**YOUR OBJECTIVE:**
Count the lines in the listing below that contain the string "steak", treating uppercase and lowercase letters as different. Reply with the number alone.

Point labeling examples:
╭──
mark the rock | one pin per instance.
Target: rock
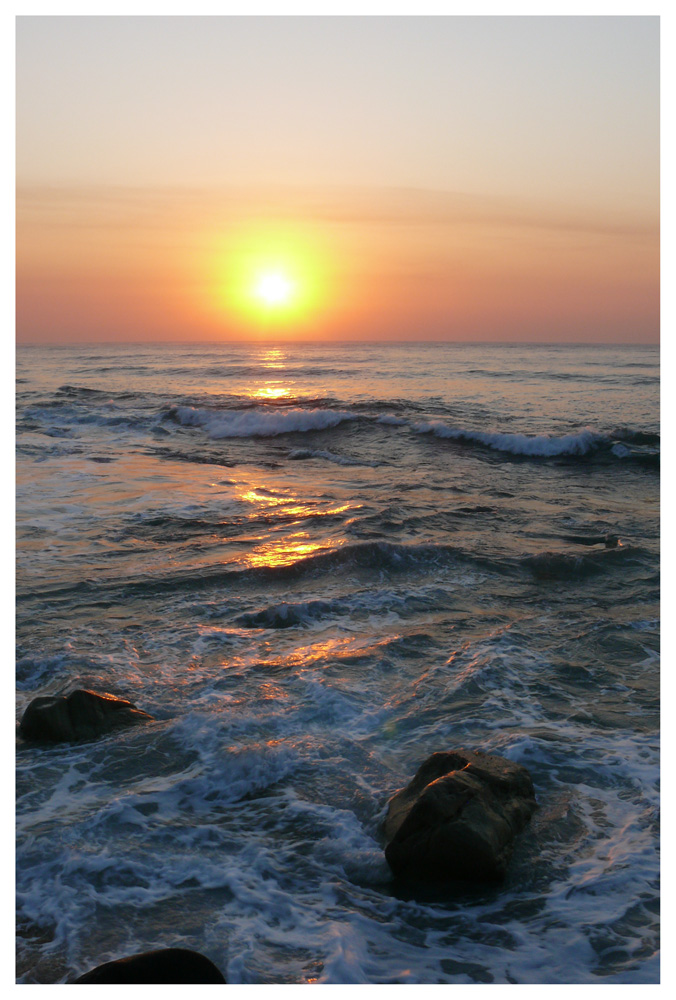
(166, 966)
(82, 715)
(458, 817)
╰──
╭──
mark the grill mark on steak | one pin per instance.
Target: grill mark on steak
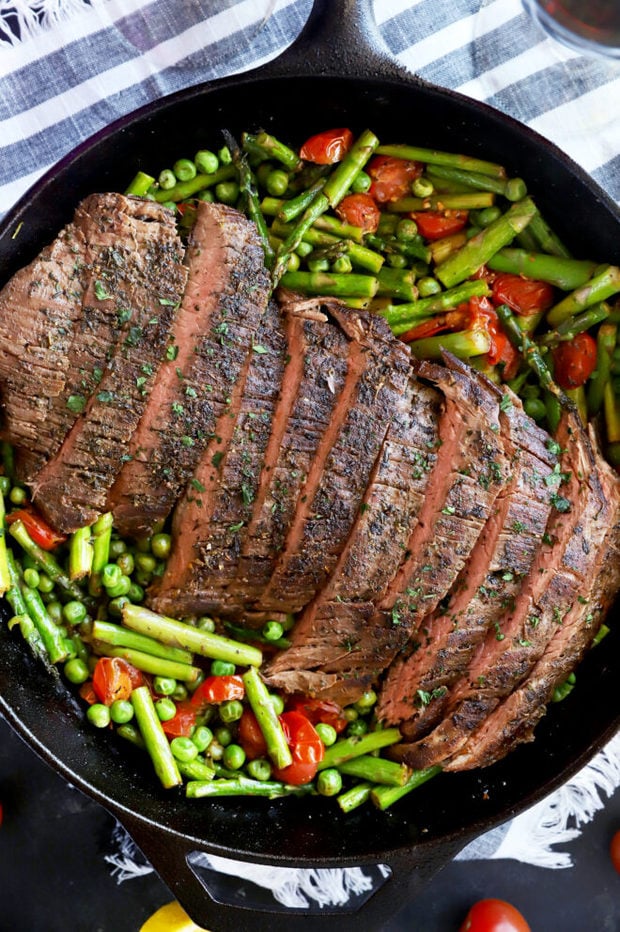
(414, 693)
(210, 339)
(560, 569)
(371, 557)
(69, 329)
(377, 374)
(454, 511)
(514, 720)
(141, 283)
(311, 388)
╰──
**RESPONSE FOR THIS EXERCISE:**
2